─── GIVEN TEXT
In 1981, an unprecedented tax cut capped a highly successful first year in office for Reagan, and that success helped lift him—in the eyes of conservatives, at least—into the upper ranks of postwar presidents. But the Ronald Reagan most Americans remember today would not have been possible without the Troika.
The legend of Ronald Reagan was almost extinguished even before it had a chance to fully ignite when, on March 30, 1981, the Troika’s greatest test and finest hour converged in the face of a major crisis. Less than three months into his first term, Reagan was shot coming out of a side entrance of the Washington Hilton Hotel by a deranged twenty-something who thought the act would somehow charm actress Jodie Foster into acknowledging his love letters. The incident would throw the White House into chaos and test the bond of Reagan’s new team of advisers…
James Baker, Reagan’s chief of staff, was the oldest member of the team. Largely distrusted by the “Reaganauts” for having spent much of his political career trying to defeat Reagan, Baker was a master political strategist whose personal power grew with each passing day in the White House…
Ed Meese, counselor to the president, whose broad and sweeping authorities made him—on paper at least—the Troika’s most powerful member, was essential to the team in the early days, but as time progressed, it became clear that he was out of his depth…
And Deputy Chief of Staff Michael Deaver, “body man to the president,” who served as liaison and interpreter for the Reagans, was so close to the president that he was treated like a member of the family. Deaver became what all presidents must have—a hatchet man, someone to thin the herd by cutting out staffers who proved ineffective or were no longer useful.
Together, these three men of no great distinction or accomplishment carved up the planet and divided the pieces among themselves in the name of Ronald Reagan. Nothing like the Troika had ever existed before and perhaps never will again.
I
Child Monarch
When former Speaker of the House Tip O’Neill once accused Reagan of being lazy, he was not referring to his administration. The large tax cut and Pentagon budget increase the Reagan Administration achieved in its first year in office is considered extraordinary even by today’s standards. Another success, the administration’s election victories, helped reshape the national political landscape for more than a generation. And this is to say nothing of Reagan’s historic foreign-policy endeavors. What is important to note, however, is that most of these accomplishments occurred without Reagan’s direction and often with only his minimal knowledge.
Reagan’s widely acknowledged passive management style was due largely to the fact that he lacked the interest, and perhaps the energy, to be more engaged. It was not simply a matter of being unprepared. After all, the presidency is not a job for which one can ever really be sufficiently prepared. Nothing in President Woodrow Wilson’s experience, for example, suggested that he possessed the knowledge or skills to lead the Paris peace accords. And yet, there he was, sitting at the big table, making deals and literally writing history. The same might be said of President Lyndon Johnson, the small-town Texas politician who found himself calling in airstrikes from the White House as the Vietnam War raged half a world away. Most presidents have simply thrown themselves into the work whether or not they felt they were ready. As President Harry Truman famously observed, the buck stops with them. Reagan had a different approach.
──────
─── RECORD EXTRACTS
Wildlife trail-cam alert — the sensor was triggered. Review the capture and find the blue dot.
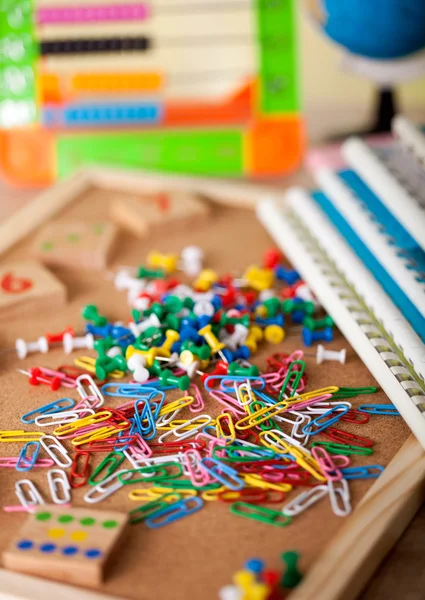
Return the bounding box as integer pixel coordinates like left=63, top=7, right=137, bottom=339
left=16, top=540, right=34, bottom=550
left=40, top=544, right=56, bottom=553
left=62, top=546, right=78, bottom=556
left=86, top=548, right=102, bottom=558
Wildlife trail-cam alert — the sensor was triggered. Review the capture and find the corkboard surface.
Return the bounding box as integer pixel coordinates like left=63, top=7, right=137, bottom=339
left=0, top=189, right=409, bottom=600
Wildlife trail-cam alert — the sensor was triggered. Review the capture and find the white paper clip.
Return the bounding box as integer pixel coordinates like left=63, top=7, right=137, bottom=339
left=47, top=469, right=71, bottom=504
left=158, top=414, right=212, bottom=444
left=328, top=479, right=351, bottom=517
left=282, top=485, right=329, bottom=517
left=84, top=469, right=133, bottom=504
left=15, top=479, right=44, bottom=508
left=40, top=435, right=72, bottom=469
left=77, top=373, right=105, bottom=408
left=35, top=408, right=94, bottom=427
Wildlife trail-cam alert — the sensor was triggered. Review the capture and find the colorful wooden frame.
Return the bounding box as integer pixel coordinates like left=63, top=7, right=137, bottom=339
left=0, top=0, right=304, bottom=185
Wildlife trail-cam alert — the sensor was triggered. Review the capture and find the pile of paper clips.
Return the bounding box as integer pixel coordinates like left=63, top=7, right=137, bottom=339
left=0, top=247, right=398, bottom=528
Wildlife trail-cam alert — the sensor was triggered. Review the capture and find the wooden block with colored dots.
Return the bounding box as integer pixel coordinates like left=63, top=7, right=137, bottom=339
left=110, top=192, right=210, bottom=238
left=2, top=505, right=127, bottom=587
left=0, top=261, right=66, bottom=318
left=33, top=221, right=118, bottom=270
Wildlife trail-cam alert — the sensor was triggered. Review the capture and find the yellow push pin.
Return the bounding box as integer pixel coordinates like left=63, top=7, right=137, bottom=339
left=244, top=325, right=263, bottom=354
left=198, top=325, right=229, bottom=362
left=146, top=250, right=177, bottom=274
left=193, top=269, right=218, bottom=292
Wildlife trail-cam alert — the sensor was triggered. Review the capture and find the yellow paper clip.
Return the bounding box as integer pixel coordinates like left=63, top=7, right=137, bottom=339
left=74, top=356, right=125, bottom=379
left=0, top=429, right=45, bottom=443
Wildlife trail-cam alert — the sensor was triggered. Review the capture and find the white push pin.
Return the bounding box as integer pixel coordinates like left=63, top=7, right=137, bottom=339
left=15, top=336, right=49, bottom=360
left=127, top=352, right=150, bottom=383
left=316, top=344, right=347, bottom=365
left=63, top=333, right=94, bottom=354
left=128, top=313, right=161, bottom=337
left=180, top=246, right=204, bottom=277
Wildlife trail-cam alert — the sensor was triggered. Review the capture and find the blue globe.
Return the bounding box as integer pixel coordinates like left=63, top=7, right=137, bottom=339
left=310, top=0, right=425, bottom=59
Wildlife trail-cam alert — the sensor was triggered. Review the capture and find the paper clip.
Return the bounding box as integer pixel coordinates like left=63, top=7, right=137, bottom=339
left=15, top=479, right=44, bottom=507
left=34, top=408, right=94, bottom=427
left=302, top=404, right=349, bottom=435
left=341, top=465, right=385, bottom=479
left=282, top=485, right=329, bottom=517
left=40, top=435, right=72, bottom=469
left=47, top=469, right=71, bottom=504
left=0, top=456, right=55, bottom=469
left=145, top=496, right=204, bottom=529
left=201, top=458, right=245, bottom=490
left=184, top=448, right=212, bottom=487
left=84, top=469, right=131, bottom=504
left=129, top=492, right=183, bottom=525
left=76, top=373, right=105, bottom=408
left=0, top=429, right=44, bottom=443
left=69, top=450, right=90, bottom=488
left=328, top=479, right=351, bottom=517
left=230, top=502, right=292, bottom=527
left=15, top=442, right=41, bottom=471
left=357, top=404, right=400, bottom=417
left=21, top=398, right=75, bottom=425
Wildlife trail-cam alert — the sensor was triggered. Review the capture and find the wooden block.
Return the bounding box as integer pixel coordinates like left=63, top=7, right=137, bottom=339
left=0, top=261, right=66, bottom=317
left=2, top=505, right=127, bottom=587
left=33, top=221, right=118, bottom=270
left=111, top=191, right=210, bottom=238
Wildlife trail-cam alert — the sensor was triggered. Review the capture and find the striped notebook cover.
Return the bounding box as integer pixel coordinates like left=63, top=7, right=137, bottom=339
left=258, top=120, right=425, bottom=448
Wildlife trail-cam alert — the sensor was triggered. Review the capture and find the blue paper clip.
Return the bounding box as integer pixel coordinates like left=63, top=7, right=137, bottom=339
left=357, top=404, right=400, bottom=417
left=302, top=404, right=350, bottom=435
left=201, top=457, right=245, bottom=491
left=145, top=496, right=204, bottom=529
left=341, top=465, right=385, bottom=479
left=21, top=398, right=75, bottom=425
left=15, top=442, right=41, bottom=471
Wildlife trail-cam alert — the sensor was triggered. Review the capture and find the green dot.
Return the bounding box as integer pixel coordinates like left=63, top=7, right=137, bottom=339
left=35, top=513, right=52, bottom=521
left=102, top=521, right=118, bottom=529
left=58, top=515, right=74, bottom=523
left=41, top=241, right=55, bottom=252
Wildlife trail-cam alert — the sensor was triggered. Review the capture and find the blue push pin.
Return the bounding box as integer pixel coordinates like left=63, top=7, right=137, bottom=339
left=274, top=265, right=301, bottom=285
left=243, top=558, right=264, bottom=581
left=302, top=327, right=334, bottom=346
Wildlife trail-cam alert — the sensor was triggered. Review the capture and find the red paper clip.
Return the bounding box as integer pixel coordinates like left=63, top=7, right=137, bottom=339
left=69, top=450, right=90, bottom=489
left=321, top=427, right=373, bottom=448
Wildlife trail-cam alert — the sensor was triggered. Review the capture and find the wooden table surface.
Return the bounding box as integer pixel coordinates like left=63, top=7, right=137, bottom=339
left=0, top=127, right=425, bottom=600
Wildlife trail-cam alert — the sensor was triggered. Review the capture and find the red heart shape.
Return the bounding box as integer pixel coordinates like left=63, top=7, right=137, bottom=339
left=0, top=273, right=33, bottom=294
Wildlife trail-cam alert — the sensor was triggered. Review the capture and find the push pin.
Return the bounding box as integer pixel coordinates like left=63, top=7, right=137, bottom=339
left=63, top=333, right=94, bottom=354
left=180, top=246, right=204, bottom=277
left=198, top=325, right=227, bottom=362
left=15, top=336, right=49, bottom=360
left=316, top=344, right=347, bottom=365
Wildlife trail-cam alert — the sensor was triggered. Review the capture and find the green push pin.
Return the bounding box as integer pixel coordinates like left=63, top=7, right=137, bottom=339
left=81, top=304, right=108, bottom=327
left=303, top=315, right=334, bottom=331
left=159, top=369, right=190, bottom=392
left=281, top=551, right=303, bottom=590
left=282, top=298, right=315, bottom=317
left=263, top=298, right=281, bottom=319
left=137, top=267, right=166, bottom=279
left=227, top=362, right=260, bottom=377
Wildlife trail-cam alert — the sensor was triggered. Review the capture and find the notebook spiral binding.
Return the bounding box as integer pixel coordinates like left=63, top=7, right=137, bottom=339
left=286, top=211, right=425, bottom=413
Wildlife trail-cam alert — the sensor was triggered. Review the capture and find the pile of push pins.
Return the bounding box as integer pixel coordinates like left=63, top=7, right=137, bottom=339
left=0, top=247, right=398, bottom=599
left=218, top=551, right=302, bottom=600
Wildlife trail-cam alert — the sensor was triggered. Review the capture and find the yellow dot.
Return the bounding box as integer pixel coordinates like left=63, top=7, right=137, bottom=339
left=49, top=528, right=65, bottom=539
left=71, top=531, right=87, bottom=542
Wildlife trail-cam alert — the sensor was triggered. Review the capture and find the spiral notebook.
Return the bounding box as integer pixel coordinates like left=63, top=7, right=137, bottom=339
left=258, top=119, right=425, bottom=448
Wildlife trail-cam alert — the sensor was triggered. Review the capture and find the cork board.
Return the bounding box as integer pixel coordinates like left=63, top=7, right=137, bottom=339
left=0, top=182, right=409, bottom=600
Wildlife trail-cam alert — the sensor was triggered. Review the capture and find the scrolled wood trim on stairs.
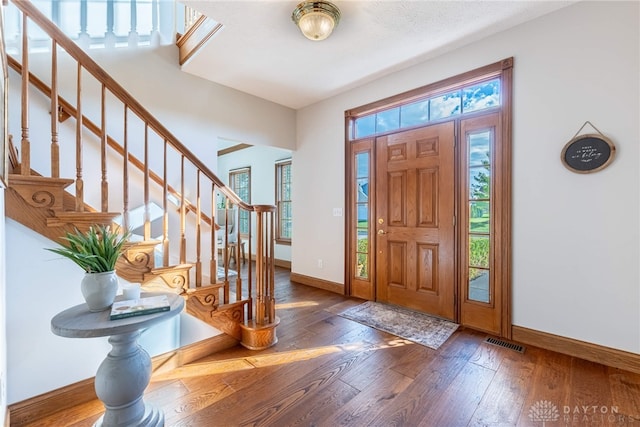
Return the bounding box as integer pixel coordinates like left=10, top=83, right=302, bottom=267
left=290, top=272, right=344, bottom=295
left=7, top=56, right=212, bottom=231
left=511, top=325, right=640, bottom=374
left=8, top=0, right=248, bottom=211
left=7, top=334, right=238, bottom=427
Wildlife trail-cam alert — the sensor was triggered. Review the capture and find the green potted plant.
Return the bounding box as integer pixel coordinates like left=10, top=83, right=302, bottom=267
left=47, top=225, right=130, bottom=311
──────
**WORK INSTRUCTIONS:**
a – According to the passage on the Reagan Troika, on what date was Reagan shot?
b – Retype the stretch of the passage on the Reagan Troika from "Together, these three" through "never will again.".
c – Extend the passage on the Reagan Troika, picking up after its final sentence.

**OUTPUTS BY TASK:**
a – March 30, 1981

b –
Together, these three men of no great distinction or accomplishment carved up the planet and divided the pieces among themselves in the name of Ronald Reagan. Nothing like the Troika had ever existed before and perhaps never will again.

c –
On the morning of August 19, 1981, in the skies above the Gulf of Sidra in the southern Mediterranean, two American F-14 fighter jets were fired upon by two Libyan warplanes. The American pilots immediately returned fire. In the span of a minute, the battle was over. As the F-14s returned to their aircraft carrier, USS Nimitz, two Libyan parachutes could be seen floating downward into the gulf—one of them aflame. Soon after, the US secretary of defense called the Century Plaza Hotel in Los Angeles, where Reagan was staying, to inform the president of the incident. It was 11:00 p.m. in Los Angeles, and Reagan was asleep. Ed Meese took the call. He saw no reason to wake the president.
As the commander in chief lay slumbering in the next room, Meese dealt with the immediate aftermath of what would become the first violent act committed by the US armed forces during Reagan’s presidency. He determined when and how the American people should be informed of the incident, and he determined when to brief Reagan—around four in the morning, after which the president promptly returned to the warmth of his bed.
The media had a field day when it discovered how disconnected Reagan was from the affair. Reagan just laughed it off, yet it was a prophetic indicator of just how disengaged he would be in the years ahead.
Why did Meese wait so long to inform the president? Former Washington Post reporter and Reagan biographer Lou Cannon’s assessment of Meese and the rest of the Troika was that “no one in the presidential entourage had confidence in the judgment or capacities of the president. Pragmatists and conservatives alike treated Reagan as if he were a child monarch in need of constant protection. They paid homage to him, but gave him no respect.”2 President Reagan was not informed about this international incident because, in the eyes of his closest advisers, he did not need to be informed. For Reagan, the presidency was a nine-to-five job.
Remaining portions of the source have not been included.